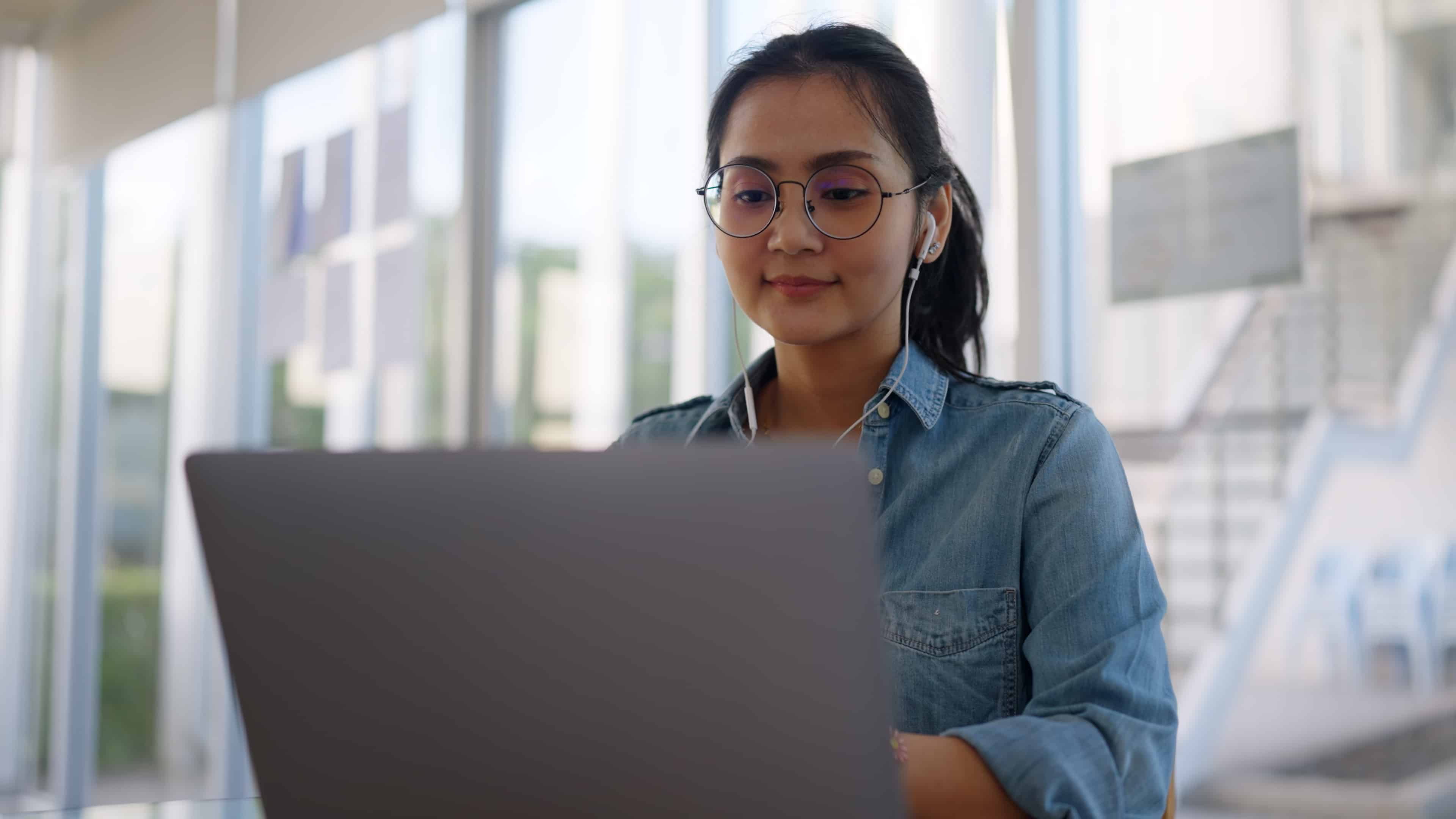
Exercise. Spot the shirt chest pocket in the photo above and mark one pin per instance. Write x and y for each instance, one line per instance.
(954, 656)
==
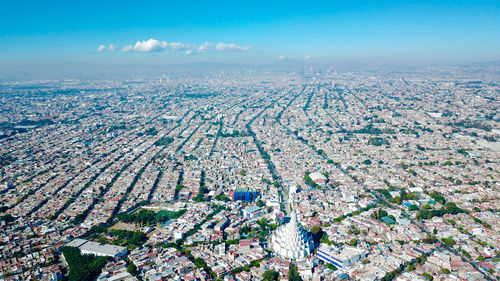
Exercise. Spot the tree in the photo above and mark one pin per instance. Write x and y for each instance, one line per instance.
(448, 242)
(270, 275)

* _Directive_: Count the lines in the material above that contain the word "Exercise", where capital and small letters count as different. Reply with only the number.

* _Answer_: 2